WHAT TO PRODUCE: Rewrite all the records below, replacing every occurrence of "pixel coords" with "pixel coordinates" and keeping everything else the same. Leave the pictures out of your answer.

SUPPLIED INFORMATION:
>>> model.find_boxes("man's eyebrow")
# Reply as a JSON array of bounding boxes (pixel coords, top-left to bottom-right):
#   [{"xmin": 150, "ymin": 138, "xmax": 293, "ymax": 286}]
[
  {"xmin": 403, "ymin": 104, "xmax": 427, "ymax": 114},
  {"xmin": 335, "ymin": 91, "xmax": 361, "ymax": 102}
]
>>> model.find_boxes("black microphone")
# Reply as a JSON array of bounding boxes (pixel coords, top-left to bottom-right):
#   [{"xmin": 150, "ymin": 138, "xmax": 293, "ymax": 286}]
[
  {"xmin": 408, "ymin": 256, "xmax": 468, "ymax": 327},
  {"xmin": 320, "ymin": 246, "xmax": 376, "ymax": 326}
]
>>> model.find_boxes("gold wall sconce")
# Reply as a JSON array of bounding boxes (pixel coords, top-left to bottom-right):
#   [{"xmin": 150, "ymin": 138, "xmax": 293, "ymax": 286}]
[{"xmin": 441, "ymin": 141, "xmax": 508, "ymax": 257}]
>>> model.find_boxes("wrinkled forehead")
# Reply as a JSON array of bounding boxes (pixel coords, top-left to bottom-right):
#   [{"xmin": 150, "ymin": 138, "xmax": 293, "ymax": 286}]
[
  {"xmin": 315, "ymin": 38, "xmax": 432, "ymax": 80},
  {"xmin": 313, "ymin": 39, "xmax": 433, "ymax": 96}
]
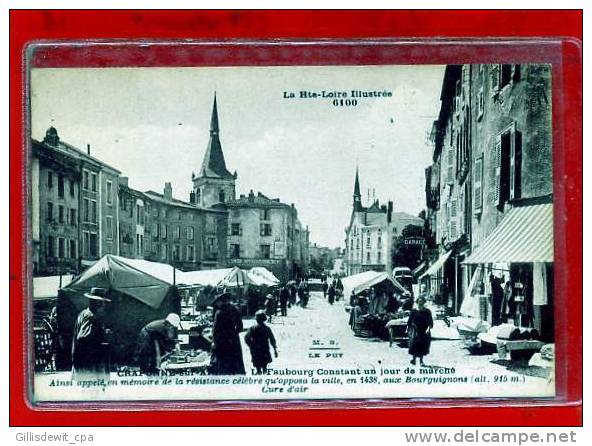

RESPONSE TO THE TASK:
>>> model.find_boxes("man's eyebrow")
# Reply as a JSON array of bounding boxes (pixel coordinates, top-left to bottom-right):
#   [{"xmin": 150, "ymin": 138, "xmax": 293, "ymax": 286}]
[
  {"xmin": 403, "ymin": 104, "xmax": 427, "ymax": 114},
  {"xmin": 335, "ymin": 91, "xmax": 361, "ymax": 102}
]
>>> model.find_boxes("black microphone")
# Reply as a JSON array of bounding boxes (pixel coordinates, top-left to bottom-right):
#   [{"xmin": 150, "ymin": 138, "xmax": 293, "ymax": 286}]
[
  {"xmin": 408, "ymin": 256, "xmax": 468, "ymax": 327},
  {"xmin": 320, "ymin": 246, "xmax": 376, "ymax": 326}
]
>>> model.find_boxes("gold wall sconce")
# Reply as a JSON array of bounding boxes (pixel coordinates, top-left to bottom-right):
#   [{"xmin": 150, "ymin": 138, "xmax": 293, "ymax": 286}]
[{"xmin": 441, "ymin": 141, "xmax": 508, "ymax": 257}]
>>> model.find_boxes("wrinkled forehead")
# Reply as a JSON array of bounding boxes (pixel coordinates, top-left to bottom-right):
#   [{"xmin": 150, "ymin": 138, "xmax": 293, "ymax": 286}]
[
  {"xmin": 315, "ymin": 38, "xmax": 432, "ymax": 80},
  {"xmin": 313, "ymin": 39, "xmax": 433, "ymax": 96}
]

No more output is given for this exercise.